→ Problem description:
Find the line containing "task | place a marker on each instance of the road". Reproduce it and every line after it up to the end of the records, exactly as written.

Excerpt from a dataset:
★ ★ ★ ★
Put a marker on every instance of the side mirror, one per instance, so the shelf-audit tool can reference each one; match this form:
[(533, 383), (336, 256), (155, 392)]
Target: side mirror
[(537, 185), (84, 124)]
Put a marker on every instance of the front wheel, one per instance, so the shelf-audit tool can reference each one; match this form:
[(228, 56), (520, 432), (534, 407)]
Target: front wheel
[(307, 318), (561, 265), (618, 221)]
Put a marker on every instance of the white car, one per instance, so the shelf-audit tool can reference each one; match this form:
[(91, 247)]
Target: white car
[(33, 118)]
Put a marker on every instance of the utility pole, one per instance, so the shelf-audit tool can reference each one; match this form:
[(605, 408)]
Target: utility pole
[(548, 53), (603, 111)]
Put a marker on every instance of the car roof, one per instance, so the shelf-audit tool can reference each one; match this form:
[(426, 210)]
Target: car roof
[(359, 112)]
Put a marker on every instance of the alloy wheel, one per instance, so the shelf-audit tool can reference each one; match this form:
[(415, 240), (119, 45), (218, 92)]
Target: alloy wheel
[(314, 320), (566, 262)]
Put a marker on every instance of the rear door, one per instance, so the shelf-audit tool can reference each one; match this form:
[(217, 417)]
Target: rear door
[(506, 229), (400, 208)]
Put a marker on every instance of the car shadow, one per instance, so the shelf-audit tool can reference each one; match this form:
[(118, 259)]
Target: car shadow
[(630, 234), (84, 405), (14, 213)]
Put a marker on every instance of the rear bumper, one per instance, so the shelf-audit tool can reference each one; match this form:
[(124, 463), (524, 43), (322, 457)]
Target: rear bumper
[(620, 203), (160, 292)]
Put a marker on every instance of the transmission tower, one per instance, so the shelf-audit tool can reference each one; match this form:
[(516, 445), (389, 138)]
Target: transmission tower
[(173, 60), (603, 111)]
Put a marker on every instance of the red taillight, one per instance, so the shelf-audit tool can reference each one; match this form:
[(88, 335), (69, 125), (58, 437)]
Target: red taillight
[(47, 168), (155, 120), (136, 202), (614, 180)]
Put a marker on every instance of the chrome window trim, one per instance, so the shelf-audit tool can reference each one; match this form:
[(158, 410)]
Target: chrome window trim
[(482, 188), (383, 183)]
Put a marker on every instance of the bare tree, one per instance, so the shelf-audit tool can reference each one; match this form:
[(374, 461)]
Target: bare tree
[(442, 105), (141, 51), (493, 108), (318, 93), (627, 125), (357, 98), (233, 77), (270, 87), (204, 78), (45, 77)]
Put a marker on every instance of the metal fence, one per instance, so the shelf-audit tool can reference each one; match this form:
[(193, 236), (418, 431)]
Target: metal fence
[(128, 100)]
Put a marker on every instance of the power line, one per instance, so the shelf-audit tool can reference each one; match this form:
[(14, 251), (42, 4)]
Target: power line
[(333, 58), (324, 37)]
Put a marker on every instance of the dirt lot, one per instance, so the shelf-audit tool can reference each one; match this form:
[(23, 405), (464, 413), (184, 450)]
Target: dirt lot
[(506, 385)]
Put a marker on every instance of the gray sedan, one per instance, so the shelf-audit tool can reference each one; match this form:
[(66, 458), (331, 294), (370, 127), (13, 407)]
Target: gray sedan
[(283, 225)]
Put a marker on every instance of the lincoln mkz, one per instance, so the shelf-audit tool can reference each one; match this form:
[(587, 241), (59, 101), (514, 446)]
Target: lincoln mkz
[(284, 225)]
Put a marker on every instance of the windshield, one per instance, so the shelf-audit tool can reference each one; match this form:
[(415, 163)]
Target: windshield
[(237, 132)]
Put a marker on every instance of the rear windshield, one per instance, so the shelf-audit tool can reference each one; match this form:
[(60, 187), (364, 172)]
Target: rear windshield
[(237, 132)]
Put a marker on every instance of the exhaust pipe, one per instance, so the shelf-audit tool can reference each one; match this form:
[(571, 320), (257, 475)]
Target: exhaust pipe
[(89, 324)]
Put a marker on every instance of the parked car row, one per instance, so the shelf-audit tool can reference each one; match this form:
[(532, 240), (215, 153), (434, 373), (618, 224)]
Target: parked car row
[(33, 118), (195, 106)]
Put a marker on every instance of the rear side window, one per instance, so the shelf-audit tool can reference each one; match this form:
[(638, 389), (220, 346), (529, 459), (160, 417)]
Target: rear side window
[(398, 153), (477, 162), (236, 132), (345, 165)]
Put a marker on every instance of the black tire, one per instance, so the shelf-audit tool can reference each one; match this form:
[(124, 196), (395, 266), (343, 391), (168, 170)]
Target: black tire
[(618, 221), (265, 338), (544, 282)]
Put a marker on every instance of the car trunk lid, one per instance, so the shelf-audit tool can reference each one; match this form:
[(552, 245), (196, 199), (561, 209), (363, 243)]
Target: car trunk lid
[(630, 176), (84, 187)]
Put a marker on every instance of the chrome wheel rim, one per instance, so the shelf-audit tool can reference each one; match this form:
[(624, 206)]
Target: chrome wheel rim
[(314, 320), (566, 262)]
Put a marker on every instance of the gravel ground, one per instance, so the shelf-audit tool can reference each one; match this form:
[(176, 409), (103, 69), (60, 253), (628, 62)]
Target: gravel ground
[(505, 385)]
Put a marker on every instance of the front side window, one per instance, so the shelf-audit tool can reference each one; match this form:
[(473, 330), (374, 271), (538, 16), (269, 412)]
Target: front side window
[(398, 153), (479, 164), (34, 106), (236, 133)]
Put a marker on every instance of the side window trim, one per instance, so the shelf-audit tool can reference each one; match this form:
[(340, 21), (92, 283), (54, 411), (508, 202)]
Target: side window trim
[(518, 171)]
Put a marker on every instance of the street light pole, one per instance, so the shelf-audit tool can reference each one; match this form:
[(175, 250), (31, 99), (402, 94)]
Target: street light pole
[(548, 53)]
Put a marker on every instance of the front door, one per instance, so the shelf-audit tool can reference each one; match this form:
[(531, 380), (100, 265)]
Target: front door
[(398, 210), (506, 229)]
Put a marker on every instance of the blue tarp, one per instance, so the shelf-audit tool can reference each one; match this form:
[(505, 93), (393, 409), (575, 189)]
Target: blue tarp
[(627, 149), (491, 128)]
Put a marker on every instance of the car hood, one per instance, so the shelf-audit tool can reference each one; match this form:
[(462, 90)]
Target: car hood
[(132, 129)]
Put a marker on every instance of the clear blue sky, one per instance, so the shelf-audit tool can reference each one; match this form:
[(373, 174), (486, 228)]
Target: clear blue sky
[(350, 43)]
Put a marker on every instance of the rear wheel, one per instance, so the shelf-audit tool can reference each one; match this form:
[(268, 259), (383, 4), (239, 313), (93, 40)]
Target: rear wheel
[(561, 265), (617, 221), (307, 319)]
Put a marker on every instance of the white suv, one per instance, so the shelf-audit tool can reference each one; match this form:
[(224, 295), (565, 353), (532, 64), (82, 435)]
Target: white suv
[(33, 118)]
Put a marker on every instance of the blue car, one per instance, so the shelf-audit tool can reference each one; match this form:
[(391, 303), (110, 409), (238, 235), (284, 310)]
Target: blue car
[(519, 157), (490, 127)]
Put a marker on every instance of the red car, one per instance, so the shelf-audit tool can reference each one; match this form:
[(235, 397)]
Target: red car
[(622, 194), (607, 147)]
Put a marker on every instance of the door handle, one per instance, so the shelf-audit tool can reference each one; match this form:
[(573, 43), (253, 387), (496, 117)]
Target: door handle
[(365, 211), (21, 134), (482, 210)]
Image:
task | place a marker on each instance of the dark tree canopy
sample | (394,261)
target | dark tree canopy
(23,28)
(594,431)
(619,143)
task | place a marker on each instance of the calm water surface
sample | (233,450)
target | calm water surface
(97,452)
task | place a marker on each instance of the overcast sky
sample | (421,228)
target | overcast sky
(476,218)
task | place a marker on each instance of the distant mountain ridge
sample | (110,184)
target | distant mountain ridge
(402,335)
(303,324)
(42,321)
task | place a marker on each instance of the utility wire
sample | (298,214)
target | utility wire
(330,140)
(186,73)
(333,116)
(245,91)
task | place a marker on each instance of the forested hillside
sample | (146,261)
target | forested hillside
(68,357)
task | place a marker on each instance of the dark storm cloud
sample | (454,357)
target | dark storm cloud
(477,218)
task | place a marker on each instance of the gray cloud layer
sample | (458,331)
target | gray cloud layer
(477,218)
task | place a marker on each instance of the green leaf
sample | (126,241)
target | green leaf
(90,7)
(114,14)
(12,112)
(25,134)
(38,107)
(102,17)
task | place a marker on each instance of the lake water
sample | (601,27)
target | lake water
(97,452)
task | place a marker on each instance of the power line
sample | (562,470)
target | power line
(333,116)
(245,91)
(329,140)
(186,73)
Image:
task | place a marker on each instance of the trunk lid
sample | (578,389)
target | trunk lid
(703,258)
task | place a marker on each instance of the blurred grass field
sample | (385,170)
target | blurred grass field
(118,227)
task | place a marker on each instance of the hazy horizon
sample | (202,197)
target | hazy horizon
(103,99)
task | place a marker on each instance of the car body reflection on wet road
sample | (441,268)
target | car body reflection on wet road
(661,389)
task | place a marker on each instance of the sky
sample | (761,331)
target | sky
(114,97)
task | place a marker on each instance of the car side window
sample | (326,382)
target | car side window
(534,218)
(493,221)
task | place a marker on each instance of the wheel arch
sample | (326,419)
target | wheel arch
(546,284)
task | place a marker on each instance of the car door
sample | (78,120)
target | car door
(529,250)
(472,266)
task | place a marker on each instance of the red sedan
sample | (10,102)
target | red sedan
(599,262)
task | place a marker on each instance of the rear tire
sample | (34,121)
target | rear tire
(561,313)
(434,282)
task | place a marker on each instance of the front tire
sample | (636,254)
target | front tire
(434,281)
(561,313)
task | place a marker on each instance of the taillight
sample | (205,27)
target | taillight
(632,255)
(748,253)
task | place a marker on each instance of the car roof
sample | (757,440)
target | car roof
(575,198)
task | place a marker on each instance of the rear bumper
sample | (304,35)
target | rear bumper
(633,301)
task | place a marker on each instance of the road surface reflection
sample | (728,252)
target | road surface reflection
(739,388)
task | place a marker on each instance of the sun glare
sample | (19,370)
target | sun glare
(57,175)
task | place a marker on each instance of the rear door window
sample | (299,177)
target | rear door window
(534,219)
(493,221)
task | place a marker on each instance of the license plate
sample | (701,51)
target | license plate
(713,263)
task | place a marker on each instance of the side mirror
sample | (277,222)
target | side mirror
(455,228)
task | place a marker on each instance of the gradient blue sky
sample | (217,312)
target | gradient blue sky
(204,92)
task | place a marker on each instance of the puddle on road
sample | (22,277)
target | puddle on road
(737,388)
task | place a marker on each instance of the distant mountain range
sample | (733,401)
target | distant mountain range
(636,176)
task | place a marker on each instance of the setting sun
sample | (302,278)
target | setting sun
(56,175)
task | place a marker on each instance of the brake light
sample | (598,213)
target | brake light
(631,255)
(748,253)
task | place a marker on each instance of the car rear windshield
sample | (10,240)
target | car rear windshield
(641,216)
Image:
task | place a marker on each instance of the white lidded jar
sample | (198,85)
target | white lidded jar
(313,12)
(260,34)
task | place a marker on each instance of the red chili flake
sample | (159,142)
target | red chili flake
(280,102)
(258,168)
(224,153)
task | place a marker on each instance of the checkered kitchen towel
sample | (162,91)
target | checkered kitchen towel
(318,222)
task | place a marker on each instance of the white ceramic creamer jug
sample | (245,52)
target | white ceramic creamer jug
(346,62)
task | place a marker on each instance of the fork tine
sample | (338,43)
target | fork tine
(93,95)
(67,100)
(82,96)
★ ★ ★ ★
→ Worked answer:
task | place a marker on each instance of the road surface reflection
sample | (728,252)
target | road surface reflection
(739,388)
task | place a marker on each instance of the sun glare
sample | (19,370)
target | sun glare
(57,175)
task | place a marker on each instance of the rear door window
sample | (299,177)
target | rear door window
(534,219)
(493,221)
task | place a marker on each instance of the license plate
sample | (701,51)
target | license plate
(713,263)
task | place a marker on each instance of the side mirror
sample | (277,222)
target | side mirror
(455,228)
task | place a marker on each instance of the gradient blue sky
sample | (217,312)
target | gradient blue sky
(204,92)
task | place a marker on each instance of the puddle on road
sample | (22,277)
target | puddle on road
(737,388)
task | place a marker on each instance of the distant mountain range
sample | (733,401)
target | distant mountain range
(636,176)
task | place a marker on each instance of the setting sun
sample | (302,278)
target | setting sun
(56,175)
task | place a marker on each instance of the brake light
sample | (598,213)
target | brake light
(631,255)
(748,253)
task | place a marker on each instance of the car rear windshield
sample | (10,240)
target | car rear windshield
(641,216)
Image:
task | place a marker on each instance of the white lidded jar
sample | (198,85)
target | white lidded jar
(313,12)
(260,34)
task | place a marker on each instance of the red chili flake
sample | (159,142)
target | red chili flake
(280,102)
(258,168)
(224,153)
task | place a marker on each instance of the checkered kitchen towel
sample | (162,91)
target | checkered kitchen towel
(318,222)
task | place a marker on each instance of the white ceramic creamer jug
sample | (245,52)
target | white ceramic creamer jug
(346,62)
task | place a marker on each instance of the fork tine
sample | (338,43)
target | fork tine
(93,95)
(67,100)
(82,96)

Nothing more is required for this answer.